Problem to work on: Filter the entries for the string "grass". Copy each line that has it.

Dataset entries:
◇ ◇ ◇ ◇ ◇

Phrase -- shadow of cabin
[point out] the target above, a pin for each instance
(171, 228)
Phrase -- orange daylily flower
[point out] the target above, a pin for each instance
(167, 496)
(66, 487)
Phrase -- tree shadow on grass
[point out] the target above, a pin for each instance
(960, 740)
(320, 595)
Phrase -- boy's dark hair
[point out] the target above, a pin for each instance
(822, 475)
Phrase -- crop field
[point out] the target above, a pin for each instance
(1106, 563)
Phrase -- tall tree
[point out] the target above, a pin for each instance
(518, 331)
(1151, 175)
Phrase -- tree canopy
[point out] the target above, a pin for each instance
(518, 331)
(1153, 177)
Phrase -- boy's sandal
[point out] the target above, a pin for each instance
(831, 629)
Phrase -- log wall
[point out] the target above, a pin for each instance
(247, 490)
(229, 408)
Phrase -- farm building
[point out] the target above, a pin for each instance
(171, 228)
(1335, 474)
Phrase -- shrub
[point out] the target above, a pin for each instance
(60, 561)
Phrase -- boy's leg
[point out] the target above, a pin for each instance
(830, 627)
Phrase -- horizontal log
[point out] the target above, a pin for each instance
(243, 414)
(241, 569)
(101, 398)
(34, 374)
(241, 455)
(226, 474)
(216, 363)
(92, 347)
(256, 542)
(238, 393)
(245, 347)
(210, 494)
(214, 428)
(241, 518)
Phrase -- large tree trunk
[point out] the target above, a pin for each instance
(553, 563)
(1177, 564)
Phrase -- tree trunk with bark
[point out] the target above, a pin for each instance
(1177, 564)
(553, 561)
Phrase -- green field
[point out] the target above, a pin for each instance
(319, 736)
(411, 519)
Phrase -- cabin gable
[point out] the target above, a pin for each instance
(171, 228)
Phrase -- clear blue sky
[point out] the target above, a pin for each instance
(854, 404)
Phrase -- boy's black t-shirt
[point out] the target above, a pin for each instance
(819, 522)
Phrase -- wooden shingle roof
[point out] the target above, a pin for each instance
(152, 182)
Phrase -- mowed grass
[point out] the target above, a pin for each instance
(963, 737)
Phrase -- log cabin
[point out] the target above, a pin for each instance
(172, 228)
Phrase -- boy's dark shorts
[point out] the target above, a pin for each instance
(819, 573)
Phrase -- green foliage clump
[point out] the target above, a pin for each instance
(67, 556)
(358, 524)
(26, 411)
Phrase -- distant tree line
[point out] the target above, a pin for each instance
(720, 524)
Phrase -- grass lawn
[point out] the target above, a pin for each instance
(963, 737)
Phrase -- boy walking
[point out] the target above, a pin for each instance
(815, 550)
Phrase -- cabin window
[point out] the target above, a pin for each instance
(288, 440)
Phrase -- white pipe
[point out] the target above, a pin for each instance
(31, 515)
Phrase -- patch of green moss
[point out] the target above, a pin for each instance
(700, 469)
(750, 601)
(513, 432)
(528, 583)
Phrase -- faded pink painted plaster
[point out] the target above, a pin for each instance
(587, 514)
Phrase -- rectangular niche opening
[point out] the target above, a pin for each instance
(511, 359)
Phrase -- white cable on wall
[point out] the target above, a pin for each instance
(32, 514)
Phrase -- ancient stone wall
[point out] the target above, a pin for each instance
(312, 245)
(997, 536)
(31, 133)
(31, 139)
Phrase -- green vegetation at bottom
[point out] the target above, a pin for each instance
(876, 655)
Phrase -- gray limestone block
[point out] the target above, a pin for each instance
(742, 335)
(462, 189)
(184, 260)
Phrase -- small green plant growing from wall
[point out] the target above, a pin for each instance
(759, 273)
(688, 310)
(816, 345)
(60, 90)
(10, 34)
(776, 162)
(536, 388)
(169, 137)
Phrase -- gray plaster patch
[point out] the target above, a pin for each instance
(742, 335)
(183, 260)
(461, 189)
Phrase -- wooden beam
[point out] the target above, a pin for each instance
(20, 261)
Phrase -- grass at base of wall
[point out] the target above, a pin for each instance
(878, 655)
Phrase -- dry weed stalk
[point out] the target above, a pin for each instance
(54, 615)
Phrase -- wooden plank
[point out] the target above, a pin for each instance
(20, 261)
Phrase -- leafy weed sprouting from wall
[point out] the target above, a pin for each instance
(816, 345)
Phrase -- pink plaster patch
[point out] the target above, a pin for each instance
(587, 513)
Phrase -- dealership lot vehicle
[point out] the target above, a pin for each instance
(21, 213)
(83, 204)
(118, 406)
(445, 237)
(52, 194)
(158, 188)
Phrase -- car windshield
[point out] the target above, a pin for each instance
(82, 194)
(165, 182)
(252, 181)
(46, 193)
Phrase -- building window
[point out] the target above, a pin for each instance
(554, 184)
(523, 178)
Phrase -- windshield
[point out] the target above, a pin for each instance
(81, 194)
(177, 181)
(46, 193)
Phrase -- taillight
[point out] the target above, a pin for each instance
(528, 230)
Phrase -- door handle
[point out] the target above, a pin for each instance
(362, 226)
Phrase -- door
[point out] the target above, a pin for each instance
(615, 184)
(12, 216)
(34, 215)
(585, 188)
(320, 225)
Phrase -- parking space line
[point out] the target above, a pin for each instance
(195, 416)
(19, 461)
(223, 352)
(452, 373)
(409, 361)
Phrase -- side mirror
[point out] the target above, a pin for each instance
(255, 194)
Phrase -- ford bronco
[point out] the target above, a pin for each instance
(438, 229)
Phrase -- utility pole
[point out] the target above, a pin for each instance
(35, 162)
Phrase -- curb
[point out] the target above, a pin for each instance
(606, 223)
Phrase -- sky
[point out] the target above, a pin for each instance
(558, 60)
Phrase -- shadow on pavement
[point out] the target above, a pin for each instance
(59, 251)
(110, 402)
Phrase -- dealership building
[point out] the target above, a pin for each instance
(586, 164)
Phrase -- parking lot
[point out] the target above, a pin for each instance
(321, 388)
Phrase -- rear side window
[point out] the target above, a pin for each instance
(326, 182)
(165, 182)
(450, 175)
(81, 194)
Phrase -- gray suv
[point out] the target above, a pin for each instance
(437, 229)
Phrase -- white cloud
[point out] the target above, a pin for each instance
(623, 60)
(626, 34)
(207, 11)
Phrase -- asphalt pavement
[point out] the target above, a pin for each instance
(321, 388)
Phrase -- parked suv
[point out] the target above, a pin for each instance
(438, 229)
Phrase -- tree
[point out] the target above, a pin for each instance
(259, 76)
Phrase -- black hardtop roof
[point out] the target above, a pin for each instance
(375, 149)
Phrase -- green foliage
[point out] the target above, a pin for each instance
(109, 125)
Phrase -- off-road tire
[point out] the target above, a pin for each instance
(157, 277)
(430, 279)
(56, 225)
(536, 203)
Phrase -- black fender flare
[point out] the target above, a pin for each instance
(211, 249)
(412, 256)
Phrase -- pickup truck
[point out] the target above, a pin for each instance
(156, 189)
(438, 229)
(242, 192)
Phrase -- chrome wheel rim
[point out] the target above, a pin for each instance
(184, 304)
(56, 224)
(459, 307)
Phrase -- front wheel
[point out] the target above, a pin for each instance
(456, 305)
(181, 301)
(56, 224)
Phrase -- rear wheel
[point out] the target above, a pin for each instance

◇ ◇ ◇ ◇ ◇

Solution for this task:
Phrase -- tree shadow on grass
Phrase -- mowed grass
Phrase -- grass lawn
Phrase -- grass at base of wall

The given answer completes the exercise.